Listed entries:
- - -

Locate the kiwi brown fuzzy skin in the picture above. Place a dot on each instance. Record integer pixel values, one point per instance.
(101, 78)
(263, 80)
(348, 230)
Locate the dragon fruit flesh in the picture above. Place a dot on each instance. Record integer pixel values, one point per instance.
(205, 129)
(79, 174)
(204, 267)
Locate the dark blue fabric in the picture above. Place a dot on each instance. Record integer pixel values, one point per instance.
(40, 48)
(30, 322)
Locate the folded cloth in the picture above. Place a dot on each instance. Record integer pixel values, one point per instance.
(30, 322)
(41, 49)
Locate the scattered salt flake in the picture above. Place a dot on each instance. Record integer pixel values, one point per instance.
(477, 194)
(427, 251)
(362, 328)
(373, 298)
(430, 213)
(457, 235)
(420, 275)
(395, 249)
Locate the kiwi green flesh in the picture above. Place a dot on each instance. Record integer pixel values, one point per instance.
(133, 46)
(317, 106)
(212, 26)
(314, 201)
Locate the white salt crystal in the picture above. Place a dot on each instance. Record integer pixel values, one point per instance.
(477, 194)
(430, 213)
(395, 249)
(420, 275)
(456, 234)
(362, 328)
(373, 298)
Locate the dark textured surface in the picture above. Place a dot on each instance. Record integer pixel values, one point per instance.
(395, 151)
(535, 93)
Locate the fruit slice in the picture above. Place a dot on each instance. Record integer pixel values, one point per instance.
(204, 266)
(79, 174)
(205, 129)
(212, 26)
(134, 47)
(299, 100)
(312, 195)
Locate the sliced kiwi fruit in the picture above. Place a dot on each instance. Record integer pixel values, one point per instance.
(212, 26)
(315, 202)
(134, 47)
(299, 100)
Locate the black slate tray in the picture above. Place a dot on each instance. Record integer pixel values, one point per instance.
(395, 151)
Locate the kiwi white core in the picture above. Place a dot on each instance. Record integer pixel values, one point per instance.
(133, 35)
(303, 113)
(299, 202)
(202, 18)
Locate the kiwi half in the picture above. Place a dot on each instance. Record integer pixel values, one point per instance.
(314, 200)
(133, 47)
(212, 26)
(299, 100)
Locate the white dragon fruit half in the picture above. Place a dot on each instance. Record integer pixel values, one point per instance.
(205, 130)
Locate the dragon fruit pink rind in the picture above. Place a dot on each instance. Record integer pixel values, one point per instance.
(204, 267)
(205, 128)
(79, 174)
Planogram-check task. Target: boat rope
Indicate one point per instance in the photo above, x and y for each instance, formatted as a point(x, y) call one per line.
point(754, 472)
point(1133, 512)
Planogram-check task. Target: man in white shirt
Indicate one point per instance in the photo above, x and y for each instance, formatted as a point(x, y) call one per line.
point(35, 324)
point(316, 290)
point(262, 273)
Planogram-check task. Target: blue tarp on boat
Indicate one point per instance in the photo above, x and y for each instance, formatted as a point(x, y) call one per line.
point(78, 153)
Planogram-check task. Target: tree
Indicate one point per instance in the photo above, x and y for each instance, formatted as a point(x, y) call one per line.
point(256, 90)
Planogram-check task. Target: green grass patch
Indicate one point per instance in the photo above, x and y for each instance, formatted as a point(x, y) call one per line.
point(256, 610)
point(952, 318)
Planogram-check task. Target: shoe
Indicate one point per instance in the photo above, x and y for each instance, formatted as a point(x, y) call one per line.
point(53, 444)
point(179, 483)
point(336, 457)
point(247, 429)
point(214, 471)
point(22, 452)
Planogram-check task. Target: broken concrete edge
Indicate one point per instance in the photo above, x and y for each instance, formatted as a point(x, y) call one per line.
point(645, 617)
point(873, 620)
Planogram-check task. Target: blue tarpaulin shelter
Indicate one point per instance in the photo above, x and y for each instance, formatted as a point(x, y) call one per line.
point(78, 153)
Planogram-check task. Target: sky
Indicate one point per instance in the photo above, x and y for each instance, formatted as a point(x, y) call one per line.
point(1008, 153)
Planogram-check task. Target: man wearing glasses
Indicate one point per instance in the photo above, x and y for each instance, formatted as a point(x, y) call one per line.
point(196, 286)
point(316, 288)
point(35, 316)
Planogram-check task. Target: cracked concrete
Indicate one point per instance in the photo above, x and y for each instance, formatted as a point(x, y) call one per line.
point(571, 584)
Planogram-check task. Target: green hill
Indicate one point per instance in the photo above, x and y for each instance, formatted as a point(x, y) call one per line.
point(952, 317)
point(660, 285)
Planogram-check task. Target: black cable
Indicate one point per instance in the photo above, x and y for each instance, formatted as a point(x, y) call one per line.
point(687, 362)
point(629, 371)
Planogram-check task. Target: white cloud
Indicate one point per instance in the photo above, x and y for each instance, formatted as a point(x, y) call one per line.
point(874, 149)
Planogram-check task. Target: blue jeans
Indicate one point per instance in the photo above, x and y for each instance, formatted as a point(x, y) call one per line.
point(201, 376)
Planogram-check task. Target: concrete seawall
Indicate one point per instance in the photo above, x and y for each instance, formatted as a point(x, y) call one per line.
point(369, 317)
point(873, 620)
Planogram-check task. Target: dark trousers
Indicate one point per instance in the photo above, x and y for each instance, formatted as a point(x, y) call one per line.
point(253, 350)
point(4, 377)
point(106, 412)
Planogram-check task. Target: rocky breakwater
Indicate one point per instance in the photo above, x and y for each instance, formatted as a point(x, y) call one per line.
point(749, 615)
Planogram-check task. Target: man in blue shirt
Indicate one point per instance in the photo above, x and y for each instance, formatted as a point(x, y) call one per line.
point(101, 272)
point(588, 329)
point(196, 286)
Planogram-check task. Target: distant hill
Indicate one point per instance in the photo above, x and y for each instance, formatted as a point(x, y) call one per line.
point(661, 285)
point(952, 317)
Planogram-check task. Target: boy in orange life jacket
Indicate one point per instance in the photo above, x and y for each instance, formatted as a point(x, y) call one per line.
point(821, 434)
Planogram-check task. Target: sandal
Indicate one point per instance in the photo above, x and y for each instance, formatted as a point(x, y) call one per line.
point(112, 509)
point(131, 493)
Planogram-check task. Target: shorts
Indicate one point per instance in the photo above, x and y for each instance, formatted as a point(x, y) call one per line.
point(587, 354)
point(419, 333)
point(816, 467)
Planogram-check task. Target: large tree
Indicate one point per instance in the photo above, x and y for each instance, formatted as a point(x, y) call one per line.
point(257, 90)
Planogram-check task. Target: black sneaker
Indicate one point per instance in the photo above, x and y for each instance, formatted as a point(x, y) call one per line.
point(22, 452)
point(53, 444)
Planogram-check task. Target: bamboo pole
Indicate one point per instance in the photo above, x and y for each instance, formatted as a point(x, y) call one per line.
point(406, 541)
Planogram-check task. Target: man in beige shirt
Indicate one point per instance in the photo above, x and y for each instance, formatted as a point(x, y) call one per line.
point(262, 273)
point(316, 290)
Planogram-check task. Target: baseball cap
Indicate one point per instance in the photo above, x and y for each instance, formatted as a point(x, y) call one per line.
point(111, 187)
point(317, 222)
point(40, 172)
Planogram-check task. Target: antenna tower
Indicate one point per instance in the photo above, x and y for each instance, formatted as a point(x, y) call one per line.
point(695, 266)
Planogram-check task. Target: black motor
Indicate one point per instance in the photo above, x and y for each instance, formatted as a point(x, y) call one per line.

- - -

Task prompt: Look through the entries for lines containing the word "boat" and return each one.

Task answer:
Planogram-check task. Target: boat rope
Planogram-check task. Target: blue tarp on boat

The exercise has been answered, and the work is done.